* _Extrait fourni_:
<<<<

II. LES ACTIONS STRUCTURELLES : LE POIDS D'ENGAGEMENTS DÉRAISONNABLES

A. PRÉSENTATION GÉNÉRALE

Dans le projet de budget 2000, les crédits d'actions structurelles connaissent en apparence une évolution modérée : les crédits de paiement s'accroissent de 1,8 % et les crédits d'engagement diminuent de 10,4 %.

Ces variations sont largement optiques. Elles résultent d'abord du changement de périmètre budgétaire évoqué ci-dessus sans lequel les crédits de paiement s'accroîtraient de 4,9 % et les crédits d'engagement ne diminueraient que de 10,4 %.

Ce dernier phénomène ne s'explique pas quant à lui par un quelconque choix de réalisme budgétaire, mais bien par le niveau exceptionnel et critiquable des crédits d'engagements inscrits dans le budget 1999. On rappelle que leur augmentation avait dépassé 16 % à seule fin de solder la programmation des fonds structurels adoptée à Edimbourg.

De fait, le niveau des crédits d'engagement pour 2000, première année de mise en oeuvre de la nouvelle programmation des actions structurelles, dépasse notablement avec 32,7 milliards d'euros le niveau d'exécution des engagements de l'année 1996 -28,6 milliards d'euros- première vraie année d'exécution de la programmation à 15.

1. Des objectifs et des instruments nombreux

Les crédits d'actions structurelles inscrits au budget européen sont le fruit de l'émergence d'une politique communautaire à part entière destinée, à partir de l'Acte unique européen, à assurer la cohésion économique et sociale dans l'Union européenne.

Cette politique a été déclinée par strates successives dans la précédente période de programmation.

Sept objectifs ont été énoncés : un fonds de cohésion a été institué, des programmes d'initiative communautaires ont été lancés.

Sept objectifs ont été énoncés, les uns régionalisés, les autres de dimension nationale.

Les premiers recouvrent :

- l' objectif 1 pour le développement des régions en retard de développement soit celles dont le PIB par habitant est inférieur à 75 % de la moyenne communautaire ;

- l' objectif 2 pour l'ajustement des régions les plus affectées par le déclin industriel soit celles où le taux de chômage et le pourcentage d'emplois industriels sont supérieurs à la moyenne communautaire.

- l'objectif 5 b pour l'ajustement structurel dans les régions rurales soit celles où le niveau de développement économique est bas, le taux d'emploi agricole élevé, le niveau des revenus agricoles faible et (ou) qui connaissent le dépeuplement.

- l'objectif 6 pour l'ajustement des régions à faible densité de population .

Les trois objectifs qui ne sont pas spécifiquement régionalisés et s'appliquent à l'ensemble de l'Union sont :

- l'objectif 3 pour les jeunes chômeurs et les chômeurs de longue durée ;

- l'objectif 4 pour l'adaptation des travailleurs aux mutations industrielles ;

- l'objectif 5 a pour l'ajustement dans l'agriculture et la pêche.

>>>>

* _Consigne donnée_: Citez le passage de l'extrait sur les actions structurelles qui va de « Dans le projet » jusqu'à « adoptée à Edimbourg. » inclus.

* _Entrées_:
<<<<

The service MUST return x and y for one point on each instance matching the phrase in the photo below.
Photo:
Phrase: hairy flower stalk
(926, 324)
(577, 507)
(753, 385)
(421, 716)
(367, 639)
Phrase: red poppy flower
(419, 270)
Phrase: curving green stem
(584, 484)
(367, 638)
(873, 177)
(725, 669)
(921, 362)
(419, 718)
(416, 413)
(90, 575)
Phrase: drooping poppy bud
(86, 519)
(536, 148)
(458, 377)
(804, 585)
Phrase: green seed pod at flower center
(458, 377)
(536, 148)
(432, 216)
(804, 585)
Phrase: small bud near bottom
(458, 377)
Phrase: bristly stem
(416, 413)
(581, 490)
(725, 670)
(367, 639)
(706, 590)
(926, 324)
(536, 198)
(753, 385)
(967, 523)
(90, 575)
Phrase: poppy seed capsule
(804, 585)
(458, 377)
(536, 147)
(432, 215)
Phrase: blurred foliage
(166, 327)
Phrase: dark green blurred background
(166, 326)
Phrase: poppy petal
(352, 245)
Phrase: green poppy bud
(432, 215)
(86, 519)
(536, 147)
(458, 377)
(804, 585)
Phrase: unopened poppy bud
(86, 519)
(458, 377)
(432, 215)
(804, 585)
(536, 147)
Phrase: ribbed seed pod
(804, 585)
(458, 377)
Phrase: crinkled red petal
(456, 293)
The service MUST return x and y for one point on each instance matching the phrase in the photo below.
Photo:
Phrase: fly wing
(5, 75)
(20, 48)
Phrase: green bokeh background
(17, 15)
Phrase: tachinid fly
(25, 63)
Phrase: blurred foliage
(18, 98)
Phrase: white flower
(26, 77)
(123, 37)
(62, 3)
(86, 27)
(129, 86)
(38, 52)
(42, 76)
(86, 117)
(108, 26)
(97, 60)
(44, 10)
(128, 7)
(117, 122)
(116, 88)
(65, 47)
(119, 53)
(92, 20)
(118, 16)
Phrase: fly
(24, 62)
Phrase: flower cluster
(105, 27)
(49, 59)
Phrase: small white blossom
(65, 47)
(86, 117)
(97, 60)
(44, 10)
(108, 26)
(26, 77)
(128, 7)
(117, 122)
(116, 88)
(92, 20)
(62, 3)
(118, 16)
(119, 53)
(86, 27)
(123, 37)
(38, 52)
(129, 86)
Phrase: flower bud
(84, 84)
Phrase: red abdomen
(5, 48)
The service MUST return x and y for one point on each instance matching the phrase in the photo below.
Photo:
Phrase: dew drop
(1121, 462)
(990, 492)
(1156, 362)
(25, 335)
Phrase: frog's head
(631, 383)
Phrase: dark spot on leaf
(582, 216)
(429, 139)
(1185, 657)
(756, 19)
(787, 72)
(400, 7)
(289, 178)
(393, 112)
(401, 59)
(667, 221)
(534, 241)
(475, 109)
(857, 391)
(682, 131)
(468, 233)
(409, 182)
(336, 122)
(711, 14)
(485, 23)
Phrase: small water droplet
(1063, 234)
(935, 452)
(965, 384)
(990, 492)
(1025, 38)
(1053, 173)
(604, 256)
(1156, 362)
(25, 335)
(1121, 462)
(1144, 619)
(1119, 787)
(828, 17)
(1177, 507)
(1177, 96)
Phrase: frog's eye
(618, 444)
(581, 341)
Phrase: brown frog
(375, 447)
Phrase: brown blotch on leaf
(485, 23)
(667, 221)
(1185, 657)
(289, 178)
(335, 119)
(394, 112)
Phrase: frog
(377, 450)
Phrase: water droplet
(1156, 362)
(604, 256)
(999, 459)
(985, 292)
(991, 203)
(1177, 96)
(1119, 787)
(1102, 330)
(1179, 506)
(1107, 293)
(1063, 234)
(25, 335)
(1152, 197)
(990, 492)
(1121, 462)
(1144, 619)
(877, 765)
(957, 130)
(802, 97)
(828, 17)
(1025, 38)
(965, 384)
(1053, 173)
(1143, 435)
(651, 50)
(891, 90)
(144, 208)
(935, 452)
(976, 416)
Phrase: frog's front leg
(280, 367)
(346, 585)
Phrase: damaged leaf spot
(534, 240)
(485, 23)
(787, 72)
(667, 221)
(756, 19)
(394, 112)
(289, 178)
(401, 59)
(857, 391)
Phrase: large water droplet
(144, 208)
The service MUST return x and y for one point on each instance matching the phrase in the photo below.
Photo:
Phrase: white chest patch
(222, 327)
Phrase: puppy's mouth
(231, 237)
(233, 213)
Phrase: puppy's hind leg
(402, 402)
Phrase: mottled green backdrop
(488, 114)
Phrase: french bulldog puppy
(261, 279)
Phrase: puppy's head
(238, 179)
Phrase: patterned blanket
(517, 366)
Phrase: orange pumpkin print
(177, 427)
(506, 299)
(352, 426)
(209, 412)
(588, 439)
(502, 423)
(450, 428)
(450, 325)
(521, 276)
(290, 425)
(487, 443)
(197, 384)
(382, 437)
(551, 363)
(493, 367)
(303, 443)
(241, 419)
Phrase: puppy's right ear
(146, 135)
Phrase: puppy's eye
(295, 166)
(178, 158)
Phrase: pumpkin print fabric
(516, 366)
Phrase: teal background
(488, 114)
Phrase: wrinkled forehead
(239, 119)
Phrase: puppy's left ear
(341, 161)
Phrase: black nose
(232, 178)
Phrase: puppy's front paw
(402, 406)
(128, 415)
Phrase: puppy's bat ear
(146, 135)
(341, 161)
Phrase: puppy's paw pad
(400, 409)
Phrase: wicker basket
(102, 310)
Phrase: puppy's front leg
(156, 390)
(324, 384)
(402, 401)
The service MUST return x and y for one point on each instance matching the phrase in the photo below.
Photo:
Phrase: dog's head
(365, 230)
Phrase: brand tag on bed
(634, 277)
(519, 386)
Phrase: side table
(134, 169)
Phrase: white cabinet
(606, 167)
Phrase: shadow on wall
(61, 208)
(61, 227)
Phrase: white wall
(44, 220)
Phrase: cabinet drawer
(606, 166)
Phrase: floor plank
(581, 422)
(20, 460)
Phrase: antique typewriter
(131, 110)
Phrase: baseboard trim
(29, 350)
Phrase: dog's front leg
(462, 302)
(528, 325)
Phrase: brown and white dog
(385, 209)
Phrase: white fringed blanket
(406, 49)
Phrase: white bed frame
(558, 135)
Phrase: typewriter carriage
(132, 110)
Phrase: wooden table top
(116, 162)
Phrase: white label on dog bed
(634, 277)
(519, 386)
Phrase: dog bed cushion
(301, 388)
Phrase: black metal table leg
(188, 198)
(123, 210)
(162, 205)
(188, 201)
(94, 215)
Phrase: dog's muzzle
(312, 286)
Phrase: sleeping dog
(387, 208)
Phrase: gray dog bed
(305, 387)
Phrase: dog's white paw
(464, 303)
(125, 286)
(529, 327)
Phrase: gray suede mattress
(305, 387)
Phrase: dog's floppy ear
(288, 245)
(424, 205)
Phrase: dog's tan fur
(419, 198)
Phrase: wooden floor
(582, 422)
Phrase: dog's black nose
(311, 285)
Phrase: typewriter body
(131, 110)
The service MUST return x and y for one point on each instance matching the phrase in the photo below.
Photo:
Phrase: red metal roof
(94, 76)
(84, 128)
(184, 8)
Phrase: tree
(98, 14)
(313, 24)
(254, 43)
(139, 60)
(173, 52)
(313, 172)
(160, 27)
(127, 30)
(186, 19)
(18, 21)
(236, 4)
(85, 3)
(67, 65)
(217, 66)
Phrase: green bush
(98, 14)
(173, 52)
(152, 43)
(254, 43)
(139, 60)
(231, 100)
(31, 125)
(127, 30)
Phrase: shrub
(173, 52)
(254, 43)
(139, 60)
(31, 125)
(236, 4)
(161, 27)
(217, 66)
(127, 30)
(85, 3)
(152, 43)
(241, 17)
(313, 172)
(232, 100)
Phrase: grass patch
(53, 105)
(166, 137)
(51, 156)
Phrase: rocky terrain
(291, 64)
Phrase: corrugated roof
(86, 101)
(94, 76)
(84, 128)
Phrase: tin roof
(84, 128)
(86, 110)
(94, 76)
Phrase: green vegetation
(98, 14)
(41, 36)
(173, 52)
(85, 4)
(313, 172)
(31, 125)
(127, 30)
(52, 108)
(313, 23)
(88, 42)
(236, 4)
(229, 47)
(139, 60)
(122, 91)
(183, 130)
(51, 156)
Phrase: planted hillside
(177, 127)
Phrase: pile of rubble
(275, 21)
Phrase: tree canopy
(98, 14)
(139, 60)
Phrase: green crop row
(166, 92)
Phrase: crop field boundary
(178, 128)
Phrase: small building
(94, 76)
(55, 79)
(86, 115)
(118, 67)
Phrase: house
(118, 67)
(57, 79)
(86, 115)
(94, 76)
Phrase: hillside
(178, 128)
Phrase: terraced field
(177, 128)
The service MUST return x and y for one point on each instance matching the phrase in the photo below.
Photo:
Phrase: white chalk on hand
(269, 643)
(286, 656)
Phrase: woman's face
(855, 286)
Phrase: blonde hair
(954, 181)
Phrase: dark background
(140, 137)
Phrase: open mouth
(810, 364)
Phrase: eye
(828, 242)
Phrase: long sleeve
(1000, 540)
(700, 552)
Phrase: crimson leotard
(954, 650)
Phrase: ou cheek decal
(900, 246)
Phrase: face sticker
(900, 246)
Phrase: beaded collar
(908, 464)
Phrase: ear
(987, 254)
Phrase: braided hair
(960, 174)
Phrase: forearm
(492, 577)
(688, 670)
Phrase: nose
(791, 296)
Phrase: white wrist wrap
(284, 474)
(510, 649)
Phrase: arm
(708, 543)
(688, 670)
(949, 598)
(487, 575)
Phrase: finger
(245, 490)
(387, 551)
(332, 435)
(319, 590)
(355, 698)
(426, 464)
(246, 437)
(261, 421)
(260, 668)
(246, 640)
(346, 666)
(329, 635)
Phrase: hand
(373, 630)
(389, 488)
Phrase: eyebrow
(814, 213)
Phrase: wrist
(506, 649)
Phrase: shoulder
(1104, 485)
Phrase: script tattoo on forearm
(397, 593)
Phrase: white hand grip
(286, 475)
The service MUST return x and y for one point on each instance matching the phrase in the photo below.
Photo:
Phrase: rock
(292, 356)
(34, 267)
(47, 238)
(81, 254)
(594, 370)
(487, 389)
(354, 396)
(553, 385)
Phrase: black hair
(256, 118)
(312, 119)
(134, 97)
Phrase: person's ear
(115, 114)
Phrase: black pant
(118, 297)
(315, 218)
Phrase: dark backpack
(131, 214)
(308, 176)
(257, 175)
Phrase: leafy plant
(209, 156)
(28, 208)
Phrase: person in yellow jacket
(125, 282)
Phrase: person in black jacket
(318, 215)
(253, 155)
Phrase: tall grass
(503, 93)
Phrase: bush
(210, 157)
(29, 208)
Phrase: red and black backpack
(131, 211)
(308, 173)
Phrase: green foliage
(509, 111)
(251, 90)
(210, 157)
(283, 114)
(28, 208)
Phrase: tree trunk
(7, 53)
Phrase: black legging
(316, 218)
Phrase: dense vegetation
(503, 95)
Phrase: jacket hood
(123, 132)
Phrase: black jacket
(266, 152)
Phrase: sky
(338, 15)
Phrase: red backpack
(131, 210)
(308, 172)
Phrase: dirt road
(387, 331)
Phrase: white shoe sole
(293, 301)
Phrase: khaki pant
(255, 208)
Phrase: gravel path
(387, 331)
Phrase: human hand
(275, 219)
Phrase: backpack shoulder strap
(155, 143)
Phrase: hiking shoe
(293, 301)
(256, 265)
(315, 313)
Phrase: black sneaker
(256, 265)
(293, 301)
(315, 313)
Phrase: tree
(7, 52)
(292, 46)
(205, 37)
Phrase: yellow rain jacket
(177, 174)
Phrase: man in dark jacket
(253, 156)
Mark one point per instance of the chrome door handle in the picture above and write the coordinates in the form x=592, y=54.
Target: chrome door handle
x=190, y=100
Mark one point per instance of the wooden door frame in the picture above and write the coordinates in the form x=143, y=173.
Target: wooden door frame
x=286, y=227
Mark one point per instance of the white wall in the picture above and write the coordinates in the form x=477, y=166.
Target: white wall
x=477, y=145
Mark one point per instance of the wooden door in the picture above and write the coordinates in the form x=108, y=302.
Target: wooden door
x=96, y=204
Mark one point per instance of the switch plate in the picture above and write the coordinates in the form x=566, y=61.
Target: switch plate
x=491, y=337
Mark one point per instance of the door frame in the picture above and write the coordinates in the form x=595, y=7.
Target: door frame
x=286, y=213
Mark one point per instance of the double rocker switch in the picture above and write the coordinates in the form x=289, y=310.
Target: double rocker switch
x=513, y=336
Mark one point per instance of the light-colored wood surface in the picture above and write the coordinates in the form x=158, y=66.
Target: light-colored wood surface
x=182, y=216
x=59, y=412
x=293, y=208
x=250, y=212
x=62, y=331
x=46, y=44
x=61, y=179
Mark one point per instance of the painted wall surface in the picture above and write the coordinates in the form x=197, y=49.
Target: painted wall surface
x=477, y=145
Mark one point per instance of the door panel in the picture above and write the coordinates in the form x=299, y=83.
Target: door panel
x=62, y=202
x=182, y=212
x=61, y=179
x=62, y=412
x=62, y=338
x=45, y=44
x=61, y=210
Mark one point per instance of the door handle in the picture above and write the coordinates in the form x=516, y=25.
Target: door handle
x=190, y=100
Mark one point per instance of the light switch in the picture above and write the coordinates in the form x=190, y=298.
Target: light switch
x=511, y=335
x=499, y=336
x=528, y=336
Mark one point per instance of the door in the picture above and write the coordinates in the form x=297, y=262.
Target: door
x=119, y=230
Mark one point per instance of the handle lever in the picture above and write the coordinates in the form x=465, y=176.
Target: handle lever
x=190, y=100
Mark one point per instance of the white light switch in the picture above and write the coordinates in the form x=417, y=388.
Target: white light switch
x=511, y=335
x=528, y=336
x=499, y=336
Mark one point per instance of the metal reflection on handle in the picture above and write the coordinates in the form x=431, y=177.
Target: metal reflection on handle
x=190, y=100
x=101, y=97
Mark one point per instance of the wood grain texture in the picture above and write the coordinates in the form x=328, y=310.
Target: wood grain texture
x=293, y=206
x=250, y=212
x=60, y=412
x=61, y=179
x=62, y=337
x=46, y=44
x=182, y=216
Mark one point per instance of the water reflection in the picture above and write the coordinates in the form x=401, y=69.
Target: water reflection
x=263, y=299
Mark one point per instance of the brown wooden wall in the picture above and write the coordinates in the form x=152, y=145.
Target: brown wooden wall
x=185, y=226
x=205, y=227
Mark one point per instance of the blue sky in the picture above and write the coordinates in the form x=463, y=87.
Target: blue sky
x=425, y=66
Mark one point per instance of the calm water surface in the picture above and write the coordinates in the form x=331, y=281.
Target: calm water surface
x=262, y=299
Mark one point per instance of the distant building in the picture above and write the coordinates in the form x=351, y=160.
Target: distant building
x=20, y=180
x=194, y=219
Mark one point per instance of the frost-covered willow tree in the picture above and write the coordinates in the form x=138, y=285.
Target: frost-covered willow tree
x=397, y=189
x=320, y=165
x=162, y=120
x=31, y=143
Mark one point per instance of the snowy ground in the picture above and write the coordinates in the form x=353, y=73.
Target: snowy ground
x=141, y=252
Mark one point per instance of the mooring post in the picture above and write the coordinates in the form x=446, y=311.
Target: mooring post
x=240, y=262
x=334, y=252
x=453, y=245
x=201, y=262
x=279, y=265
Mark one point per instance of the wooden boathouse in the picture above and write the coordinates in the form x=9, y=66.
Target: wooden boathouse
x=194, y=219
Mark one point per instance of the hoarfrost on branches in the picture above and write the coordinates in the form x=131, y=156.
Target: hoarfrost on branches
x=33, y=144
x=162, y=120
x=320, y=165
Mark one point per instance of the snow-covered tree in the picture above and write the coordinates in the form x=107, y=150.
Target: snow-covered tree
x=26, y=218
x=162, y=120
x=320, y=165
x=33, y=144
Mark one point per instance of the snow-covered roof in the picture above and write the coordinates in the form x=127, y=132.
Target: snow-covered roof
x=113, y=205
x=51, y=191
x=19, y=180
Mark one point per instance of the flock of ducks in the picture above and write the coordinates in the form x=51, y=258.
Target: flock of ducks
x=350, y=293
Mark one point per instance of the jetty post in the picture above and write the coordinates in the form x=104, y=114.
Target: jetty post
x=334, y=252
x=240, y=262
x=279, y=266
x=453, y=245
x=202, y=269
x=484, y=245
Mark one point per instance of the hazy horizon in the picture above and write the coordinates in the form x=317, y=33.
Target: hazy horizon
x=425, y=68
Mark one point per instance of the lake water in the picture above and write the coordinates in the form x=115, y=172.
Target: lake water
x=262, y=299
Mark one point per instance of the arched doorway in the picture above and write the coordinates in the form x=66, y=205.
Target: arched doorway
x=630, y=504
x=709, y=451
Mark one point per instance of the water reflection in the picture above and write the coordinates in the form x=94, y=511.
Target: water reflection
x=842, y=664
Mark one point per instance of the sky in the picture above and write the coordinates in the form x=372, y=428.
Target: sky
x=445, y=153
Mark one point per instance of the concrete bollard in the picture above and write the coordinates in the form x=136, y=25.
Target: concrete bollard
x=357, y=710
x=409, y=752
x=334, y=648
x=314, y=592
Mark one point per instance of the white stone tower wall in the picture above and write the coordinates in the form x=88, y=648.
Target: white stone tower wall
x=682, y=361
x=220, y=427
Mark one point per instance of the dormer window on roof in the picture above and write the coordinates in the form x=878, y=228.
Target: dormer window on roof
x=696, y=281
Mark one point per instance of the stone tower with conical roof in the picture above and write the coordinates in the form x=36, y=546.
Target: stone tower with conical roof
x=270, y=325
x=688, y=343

>>>>

* _Réponse attendue_:
Dans le projet de budget 2000, les crédits d'actions structurelles connaissent en apparence une évolution modérée : les crédits de paiement s'accroissent de 1,8 % et les crédits d'engagement diminuent de 10,4 %.

Ces variations sont largement optiques. Elles résultent d'abord du changement de périmètre budgétaire évoqué ci-dessus sans lequel les crédits de paiement s'accroîtraient de 4,9 % et les crédits d'engagement ne diminueraient que de 10,4 %.

Ce dernier phénomène ne s'explique pas quant à lui par un quelconque choix de réalisme budgétaire, mais bien par le niveau exceptionnel et critiquable des crédits d'engagements inscrits dans le budget 1999. On rappelle que leur augmentation avait dépassé 16 % à seule fin de solder la programmation des fonds structurels adoptée à Edimbourg.